--- begin ---

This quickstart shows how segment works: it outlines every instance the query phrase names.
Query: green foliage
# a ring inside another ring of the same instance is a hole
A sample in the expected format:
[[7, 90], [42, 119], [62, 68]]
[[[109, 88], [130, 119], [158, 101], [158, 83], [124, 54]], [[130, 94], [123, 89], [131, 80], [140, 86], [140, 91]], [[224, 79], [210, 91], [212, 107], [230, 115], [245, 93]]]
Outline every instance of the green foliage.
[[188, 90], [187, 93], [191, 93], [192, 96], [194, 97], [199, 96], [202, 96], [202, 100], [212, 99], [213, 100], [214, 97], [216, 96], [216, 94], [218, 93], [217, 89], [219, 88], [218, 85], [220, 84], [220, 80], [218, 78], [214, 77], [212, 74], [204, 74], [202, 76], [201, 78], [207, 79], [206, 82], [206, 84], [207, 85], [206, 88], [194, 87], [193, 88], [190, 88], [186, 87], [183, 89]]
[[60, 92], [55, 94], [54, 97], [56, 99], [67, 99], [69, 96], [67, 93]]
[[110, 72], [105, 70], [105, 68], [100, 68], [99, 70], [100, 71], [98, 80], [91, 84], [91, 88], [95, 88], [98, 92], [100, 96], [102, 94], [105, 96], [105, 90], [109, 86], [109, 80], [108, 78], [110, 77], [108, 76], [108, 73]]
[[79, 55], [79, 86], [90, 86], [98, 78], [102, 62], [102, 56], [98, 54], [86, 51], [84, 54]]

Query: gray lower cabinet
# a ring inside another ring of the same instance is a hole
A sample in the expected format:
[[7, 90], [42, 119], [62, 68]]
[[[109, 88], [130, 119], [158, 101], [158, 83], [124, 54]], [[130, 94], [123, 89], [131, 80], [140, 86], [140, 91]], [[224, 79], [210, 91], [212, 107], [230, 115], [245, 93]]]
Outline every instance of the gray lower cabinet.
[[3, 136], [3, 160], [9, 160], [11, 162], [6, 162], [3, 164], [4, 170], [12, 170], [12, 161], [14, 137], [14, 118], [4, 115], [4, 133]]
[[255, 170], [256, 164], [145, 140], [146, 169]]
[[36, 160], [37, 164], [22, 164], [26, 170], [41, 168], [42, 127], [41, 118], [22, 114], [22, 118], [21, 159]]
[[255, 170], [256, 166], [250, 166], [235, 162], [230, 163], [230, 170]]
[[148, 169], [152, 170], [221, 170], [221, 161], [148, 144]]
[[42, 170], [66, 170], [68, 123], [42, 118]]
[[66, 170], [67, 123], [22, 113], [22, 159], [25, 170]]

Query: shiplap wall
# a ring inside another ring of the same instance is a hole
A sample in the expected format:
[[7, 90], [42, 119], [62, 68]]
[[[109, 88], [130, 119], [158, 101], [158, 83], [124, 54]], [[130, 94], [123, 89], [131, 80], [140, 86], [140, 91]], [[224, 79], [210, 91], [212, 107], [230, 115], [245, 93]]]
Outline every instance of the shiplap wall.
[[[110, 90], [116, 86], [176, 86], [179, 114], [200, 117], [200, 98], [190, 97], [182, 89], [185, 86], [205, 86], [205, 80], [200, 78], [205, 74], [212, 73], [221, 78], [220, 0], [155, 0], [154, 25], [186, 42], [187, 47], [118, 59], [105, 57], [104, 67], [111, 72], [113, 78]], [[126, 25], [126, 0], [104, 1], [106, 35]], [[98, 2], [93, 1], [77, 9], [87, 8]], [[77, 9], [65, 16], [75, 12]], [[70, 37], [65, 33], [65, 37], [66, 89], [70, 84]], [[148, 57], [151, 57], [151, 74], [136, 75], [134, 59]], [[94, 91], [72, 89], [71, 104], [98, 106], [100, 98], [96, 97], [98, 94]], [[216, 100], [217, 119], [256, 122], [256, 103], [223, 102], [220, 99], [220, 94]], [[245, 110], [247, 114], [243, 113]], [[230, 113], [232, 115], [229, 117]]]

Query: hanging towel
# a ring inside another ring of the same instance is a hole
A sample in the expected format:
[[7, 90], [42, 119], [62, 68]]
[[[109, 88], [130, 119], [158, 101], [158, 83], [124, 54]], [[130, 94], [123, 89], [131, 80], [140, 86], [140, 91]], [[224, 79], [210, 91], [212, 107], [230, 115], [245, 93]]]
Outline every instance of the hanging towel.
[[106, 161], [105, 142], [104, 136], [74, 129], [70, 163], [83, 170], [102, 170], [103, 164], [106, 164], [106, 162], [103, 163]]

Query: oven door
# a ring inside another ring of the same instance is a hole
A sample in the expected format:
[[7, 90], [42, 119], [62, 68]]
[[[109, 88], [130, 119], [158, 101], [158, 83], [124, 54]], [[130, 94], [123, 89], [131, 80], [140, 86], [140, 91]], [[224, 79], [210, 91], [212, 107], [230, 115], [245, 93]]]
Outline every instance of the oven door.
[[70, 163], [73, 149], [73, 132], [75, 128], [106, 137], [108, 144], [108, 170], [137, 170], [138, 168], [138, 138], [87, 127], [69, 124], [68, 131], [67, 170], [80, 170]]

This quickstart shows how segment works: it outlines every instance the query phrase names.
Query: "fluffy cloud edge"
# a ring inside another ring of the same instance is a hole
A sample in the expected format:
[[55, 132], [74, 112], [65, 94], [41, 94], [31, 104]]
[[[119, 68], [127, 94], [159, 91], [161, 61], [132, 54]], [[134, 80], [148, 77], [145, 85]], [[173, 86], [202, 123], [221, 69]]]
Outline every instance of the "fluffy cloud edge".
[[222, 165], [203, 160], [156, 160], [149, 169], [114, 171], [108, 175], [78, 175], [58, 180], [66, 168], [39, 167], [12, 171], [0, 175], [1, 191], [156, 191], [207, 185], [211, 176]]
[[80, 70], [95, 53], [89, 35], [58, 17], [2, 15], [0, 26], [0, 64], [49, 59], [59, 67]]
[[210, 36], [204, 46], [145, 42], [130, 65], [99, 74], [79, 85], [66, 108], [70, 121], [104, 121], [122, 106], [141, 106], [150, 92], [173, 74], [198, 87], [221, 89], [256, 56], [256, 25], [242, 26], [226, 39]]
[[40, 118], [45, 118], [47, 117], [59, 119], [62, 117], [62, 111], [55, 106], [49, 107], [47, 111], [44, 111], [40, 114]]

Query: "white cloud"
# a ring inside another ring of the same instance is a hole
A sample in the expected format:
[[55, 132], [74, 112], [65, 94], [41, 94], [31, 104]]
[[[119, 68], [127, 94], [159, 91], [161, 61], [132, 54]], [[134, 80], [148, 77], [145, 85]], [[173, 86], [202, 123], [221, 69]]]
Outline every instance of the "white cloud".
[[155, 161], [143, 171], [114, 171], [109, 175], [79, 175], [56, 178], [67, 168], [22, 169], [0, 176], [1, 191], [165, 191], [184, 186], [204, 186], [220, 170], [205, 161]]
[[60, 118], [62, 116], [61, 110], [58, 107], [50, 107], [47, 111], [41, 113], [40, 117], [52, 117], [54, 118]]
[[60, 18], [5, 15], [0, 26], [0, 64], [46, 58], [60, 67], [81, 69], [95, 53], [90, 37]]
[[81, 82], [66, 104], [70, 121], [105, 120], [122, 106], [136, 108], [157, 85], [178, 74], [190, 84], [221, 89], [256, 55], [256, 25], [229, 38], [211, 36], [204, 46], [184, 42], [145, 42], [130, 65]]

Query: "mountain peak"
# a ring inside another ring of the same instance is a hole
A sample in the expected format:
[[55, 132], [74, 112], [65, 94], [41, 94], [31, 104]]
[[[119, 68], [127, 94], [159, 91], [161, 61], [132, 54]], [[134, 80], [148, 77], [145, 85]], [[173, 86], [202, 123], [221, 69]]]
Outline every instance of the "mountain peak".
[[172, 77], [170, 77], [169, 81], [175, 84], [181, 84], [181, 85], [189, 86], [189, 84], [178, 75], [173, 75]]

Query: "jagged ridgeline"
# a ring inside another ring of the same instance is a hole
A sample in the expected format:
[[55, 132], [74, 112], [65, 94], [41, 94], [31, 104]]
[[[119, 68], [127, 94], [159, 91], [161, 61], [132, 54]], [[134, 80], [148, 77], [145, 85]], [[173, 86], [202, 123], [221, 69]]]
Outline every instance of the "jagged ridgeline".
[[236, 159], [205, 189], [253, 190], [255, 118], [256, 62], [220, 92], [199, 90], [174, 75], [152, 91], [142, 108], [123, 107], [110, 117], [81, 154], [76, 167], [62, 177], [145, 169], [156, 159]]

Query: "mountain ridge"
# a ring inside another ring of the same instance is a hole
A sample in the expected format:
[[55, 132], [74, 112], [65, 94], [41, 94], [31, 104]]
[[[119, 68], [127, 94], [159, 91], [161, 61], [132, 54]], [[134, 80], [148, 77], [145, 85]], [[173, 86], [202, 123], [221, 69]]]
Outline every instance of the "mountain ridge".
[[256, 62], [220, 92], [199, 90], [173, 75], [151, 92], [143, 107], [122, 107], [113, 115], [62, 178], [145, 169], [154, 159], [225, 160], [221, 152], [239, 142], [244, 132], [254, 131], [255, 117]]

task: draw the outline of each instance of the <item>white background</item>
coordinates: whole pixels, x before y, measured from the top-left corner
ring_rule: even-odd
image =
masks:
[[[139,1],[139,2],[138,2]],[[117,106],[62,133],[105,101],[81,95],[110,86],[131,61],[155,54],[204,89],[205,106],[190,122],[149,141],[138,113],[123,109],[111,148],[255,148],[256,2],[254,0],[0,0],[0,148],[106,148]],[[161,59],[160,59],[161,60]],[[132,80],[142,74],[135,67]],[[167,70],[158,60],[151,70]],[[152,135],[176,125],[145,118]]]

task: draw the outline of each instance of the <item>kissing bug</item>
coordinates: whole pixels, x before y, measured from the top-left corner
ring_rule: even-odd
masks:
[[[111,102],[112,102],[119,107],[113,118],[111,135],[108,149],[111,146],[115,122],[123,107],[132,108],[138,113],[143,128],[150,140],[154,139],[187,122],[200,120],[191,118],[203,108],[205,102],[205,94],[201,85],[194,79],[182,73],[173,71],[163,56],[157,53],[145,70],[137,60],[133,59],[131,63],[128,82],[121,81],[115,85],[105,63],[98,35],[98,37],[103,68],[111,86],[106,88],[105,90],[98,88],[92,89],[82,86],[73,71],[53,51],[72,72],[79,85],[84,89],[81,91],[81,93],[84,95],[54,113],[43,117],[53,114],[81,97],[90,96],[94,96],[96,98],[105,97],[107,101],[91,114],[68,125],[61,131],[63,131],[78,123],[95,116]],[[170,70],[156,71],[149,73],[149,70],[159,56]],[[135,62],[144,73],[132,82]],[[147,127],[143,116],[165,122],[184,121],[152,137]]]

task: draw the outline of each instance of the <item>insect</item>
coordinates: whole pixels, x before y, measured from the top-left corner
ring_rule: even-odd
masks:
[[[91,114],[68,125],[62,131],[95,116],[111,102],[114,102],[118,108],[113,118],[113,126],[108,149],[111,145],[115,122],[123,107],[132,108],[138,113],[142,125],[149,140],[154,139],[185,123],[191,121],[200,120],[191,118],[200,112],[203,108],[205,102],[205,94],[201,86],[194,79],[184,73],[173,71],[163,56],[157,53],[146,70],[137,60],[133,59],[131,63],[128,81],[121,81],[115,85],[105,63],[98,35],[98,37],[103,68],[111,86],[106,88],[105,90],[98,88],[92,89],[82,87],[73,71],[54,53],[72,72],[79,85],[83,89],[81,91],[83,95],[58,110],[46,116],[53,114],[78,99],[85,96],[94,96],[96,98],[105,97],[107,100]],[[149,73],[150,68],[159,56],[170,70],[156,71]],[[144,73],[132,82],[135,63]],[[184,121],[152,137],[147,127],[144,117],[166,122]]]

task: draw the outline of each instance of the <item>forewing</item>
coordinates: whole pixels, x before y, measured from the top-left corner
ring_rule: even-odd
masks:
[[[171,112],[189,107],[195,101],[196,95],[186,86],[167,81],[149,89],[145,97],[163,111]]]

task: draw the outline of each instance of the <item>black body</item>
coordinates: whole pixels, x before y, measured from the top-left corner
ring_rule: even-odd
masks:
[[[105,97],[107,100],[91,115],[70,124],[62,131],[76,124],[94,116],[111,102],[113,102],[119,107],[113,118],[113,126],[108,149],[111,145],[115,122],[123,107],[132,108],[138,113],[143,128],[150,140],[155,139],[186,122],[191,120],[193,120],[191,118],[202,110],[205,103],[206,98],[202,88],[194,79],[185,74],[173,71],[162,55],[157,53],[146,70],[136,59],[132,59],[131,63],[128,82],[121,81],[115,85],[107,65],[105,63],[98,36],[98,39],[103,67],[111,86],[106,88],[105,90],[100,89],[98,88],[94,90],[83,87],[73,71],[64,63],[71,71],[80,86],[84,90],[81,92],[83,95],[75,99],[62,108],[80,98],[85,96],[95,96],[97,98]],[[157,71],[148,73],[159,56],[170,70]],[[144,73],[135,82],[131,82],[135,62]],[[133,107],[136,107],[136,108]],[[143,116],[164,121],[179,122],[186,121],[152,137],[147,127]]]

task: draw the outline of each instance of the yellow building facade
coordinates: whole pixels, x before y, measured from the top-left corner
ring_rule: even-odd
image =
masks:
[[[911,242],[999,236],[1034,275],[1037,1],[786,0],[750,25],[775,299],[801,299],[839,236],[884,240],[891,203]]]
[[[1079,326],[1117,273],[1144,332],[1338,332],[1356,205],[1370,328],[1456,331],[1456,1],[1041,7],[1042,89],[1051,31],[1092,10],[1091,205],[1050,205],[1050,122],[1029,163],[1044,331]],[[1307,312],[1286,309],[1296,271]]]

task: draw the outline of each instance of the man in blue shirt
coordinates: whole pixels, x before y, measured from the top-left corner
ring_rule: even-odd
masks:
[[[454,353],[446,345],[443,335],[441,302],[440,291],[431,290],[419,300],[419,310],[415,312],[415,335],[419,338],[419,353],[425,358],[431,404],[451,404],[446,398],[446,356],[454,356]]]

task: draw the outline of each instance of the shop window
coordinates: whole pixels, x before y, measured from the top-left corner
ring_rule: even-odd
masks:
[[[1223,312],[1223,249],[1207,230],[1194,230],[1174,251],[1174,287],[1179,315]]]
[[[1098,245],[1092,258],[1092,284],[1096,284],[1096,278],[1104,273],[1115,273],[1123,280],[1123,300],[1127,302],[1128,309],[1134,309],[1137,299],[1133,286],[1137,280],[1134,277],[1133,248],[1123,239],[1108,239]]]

--- end ---

Give the stretch from the start of the rows above through the line containing "51], [84, 54]]" as a Markdown table with columns No. and Text. Number each line and leave out blank lines.

| No. | Text |
|---|---|
| 1 | This quickstart shows how segment works: it outlines every instance the query phrase names. |
| 2 | Query: green foliage |
| 3 | # a ring inside another ring of the same instance is a hole |
| 4 | A sample in the expected format: |
| 5 | [[7, 90], [42, 119], [62, 68]] |
| 6 | [[[109, 88], [130, 119], [158, 101], [158, 83], [124, 54]], [[130, 94], [123, 89], [131, 80], [140, 86], [140, 91]], [[224, 79], [210, 91], [212, 107], [230, 115], [245, 93]]] |
| 7 | Outline every instance of the green foliage. |
| 8 | [[188, 90], [187, 93], [191, 93], [192, 96], [194, 97], [199, 96], [202, 96], [202, 100], [212, 99], [213, 100], [214, 97], [216, 96], [216, 94], [218, 93], [217, 89], [219, 88], [218, 85], [220, 84], [220, 80], [218, 78], [214, 77], [212, 74], [204, 74], [202, 76], [201, 78], [207, 79], [206, 82], [206, 84], [207, 85], [206, 88], [194, 87], [193, 88], [190, 88], [186, 87], [183, 89]] |
| 9 | [[60, 92], [55, 94], [54, 97], [56, 99], [67, 99], [69, 96], [67, 93]] |
| 10 | [[110, 72], [105, 70], [105, 68], [100, 68], [99, 70], [100, 71], [98, 80], [91, 84], [91, 88], [95, 88], [98, 92], [100, 96], [102, 94], [105, 96], [105, 90], [109, 86], [109, 80], [108, 78], [110, 77], [108, 76], [108, 73]] |
| 11 | [[79, 55], [79, 86], [90, 86], [98, 78], [102, 62], [102, 56], [98, 54], [86, 51], [84, 54]] |